▸ **Text excerpt**:
***

Real Irish Coffee Story and the Original Recipe

The Creation of the Popular Drink is a Chapter in Irish History

© Katherine Rodeghier

Sep 15, 2009
Arthurs Bar, Amiens St, Service, Photo Derek Cullen- Failte Ireland
Irish Coffee was born in the 1940s when an airport chef made a warm concoction for cold and weary passengers heading to and from the Continent on the famous Flying Boats.

In the 1930s and early 1940s, the big names in politics and Hollywood traveled through tiny Foynes, Ireland, where Pan Am Flying Boats made water landings on the broad estuary of the Shannon River on a stopover between the U.S. and Europe.

As they waited for the aircraft to be readied for the onward journey, passengers gathered in the terminal’s restaurant. To lift their spirits after a particularly grueling flight in 1943 (or by some accounts, 1942), chef Joseph Sheridan offered them a hot drink of coffee, cream and Irish whiskey. The passengers raved about the drink, including one who asked if it was Brazilian coffee. The chef replied that no, it was Irish Coffee.

***

Annotation dataset entries:

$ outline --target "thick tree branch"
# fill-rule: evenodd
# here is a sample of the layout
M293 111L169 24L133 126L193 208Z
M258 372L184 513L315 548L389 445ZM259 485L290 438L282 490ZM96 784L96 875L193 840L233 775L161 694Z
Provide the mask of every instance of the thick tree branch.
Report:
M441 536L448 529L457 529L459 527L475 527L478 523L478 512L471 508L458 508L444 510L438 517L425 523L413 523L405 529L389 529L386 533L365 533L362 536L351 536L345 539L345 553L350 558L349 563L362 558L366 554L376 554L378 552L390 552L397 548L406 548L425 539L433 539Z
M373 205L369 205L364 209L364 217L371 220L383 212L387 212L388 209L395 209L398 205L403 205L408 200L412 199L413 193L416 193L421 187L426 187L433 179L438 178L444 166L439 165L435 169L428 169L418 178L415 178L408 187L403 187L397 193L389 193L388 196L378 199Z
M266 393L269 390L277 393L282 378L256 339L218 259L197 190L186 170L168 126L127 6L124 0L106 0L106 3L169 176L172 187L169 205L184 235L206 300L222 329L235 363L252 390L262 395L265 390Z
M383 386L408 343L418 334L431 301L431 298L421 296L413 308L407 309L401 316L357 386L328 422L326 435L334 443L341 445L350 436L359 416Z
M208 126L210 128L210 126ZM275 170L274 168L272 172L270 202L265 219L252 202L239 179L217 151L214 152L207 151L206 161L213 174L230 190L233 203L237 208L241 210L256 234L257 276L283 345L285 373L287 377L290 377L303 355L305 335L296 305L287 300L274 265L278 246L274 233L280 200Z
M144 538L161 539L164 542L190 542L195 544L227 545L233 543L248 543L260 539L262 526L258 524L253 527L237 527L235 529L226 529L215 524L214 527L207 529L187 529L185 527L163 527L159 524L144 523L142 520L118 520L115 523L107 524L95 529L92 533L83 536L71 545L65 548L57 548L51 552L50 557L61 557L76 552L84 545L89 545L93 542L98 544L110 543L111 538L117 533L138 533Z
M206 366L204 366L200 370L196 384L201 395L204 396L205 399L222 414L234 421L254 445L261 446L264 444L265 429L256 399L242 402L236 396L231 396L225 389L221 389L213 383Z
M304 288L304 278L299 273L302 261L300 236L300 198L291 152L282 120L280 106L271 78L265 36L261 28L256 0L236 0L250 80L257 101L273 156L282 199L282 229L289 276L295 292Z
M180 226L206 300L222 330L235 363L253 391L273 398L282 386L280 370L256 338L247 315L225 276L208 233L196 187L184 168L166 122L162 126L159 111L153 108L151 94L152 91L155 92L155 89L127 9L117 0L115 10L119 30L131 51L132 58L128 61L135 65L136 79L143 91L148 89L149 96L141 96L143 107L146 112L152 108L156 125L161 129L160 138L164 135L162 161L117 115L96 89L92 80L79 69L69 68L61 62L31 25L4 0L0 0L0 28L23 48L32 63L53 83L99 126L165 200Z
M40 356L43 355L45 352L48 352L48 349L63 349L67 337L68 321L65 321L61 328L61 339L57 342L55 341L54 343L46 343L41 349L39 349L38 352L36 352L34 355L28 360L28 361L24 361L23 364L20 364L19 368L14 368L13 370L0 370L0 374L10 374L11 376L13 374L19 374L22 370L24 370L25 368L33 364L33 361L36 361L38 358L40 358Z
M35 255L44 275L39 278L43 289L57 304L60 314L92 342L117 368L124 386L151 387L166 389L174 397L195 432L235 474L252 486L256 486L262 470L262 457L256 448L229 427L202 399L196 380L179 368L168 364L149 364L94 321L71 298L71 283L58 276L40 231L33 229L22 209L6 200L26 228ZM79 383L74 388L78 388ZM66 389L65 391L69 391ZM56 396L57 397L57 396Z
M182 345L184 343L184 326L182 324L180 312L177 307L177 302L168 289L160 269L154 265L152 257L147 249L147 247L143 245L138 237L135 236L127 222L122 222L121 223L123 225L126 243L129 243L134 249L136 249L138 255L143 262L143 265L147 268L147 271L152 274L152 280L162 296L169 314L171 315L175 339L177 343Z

***

▸ **Complete the following**:
1. In the Irish Coffee article, what was in the hot drink chef Joseph Sheridan offered the passengers?
2. For each statement, say whether the Irish Coffee article agrees with it, giving yes or no and quoting the deciding words: (a) Pan Am Flying Boats landed on water at Foynes. (b) A passenger asked whether the drink was Brazilian coffee. (c) All accounts place the drink's creation in 1943.
3. Reproduce word for word the stretch of the Irish Coffee article from "As they waited" through "was Irish Coffee.".

▸ **Full answers**:
1. Coffee, cream and Irish whiskey.

2.
(a) Yes: "Pan Am Flying Boats made water landings on the broad estuary of the Shannon River"
(b) Yes: "including one who asked if it was Brazilian coffee"
(c) No: "in 1943 (or by some accounts, 1942)"

3.
As they waited for the aircraft to be readied for the onward journey, passengers gathered in the terminal’s restaurant. To lift their spirits after a particularly grueling flight in 1943 (or by some accounts, 1942), chef Joseph Sheridan offered them a hot drink of coffee, cream and Irish whiskey. The passengers raved about the drink, including one who asked if it was Brazilian coffee. The chef replied that no, it was Irish Coffee.